=== Section Start ===
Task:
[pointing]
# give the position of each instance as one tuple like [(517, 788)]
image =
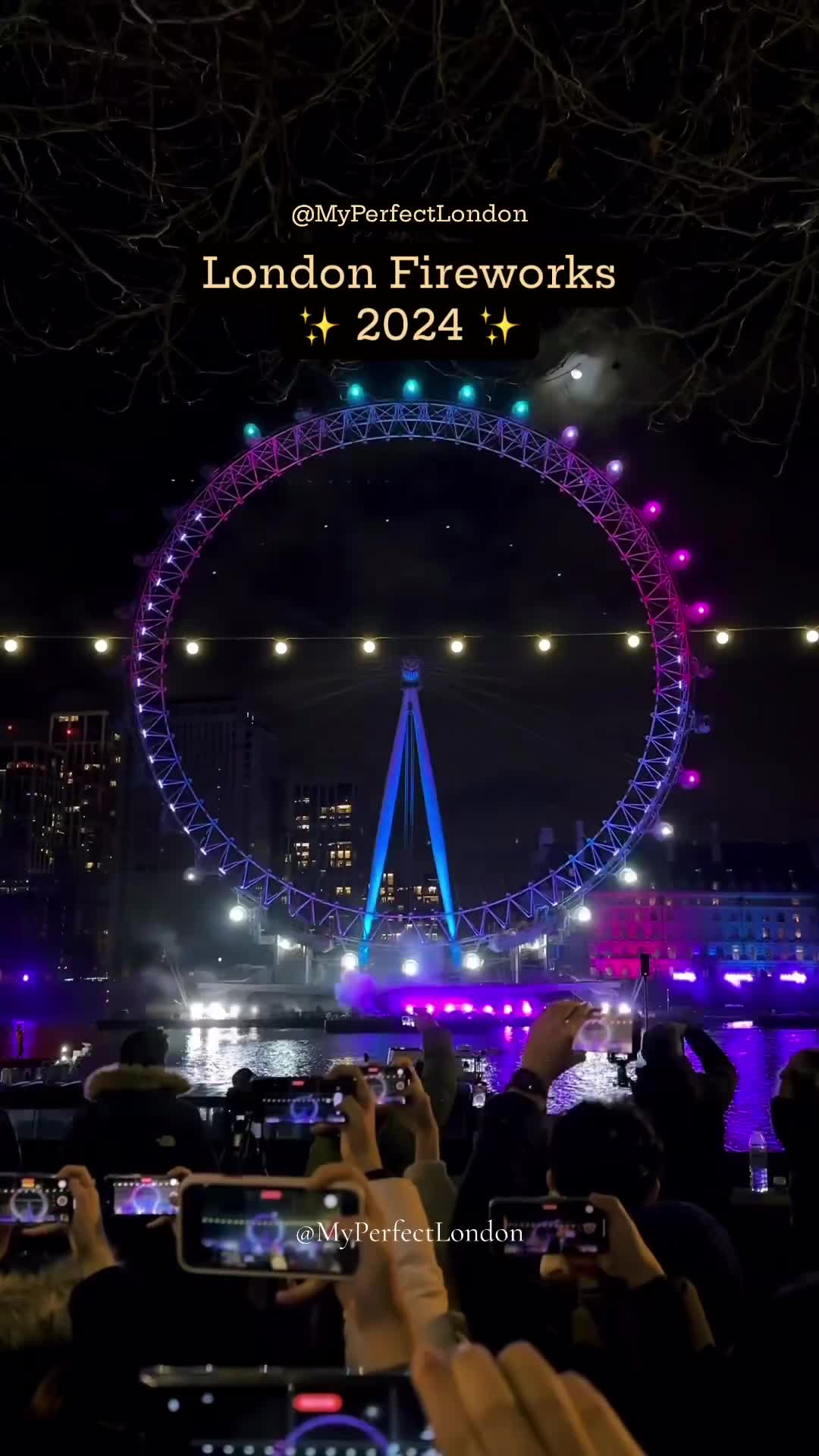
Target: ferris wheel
[(557, 466)]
=== Section End ===
#### DIRECTIONS FOR THIS TASK:
In your copy of the records above, include every line exactly but no pictures.

#### OUTPUT OF THE EXERCISE:
Task:
[pointing]
# give the position of each instance as one tuple like [(517, 788)]
image =
Target: ferris wheel
[(557, 466)]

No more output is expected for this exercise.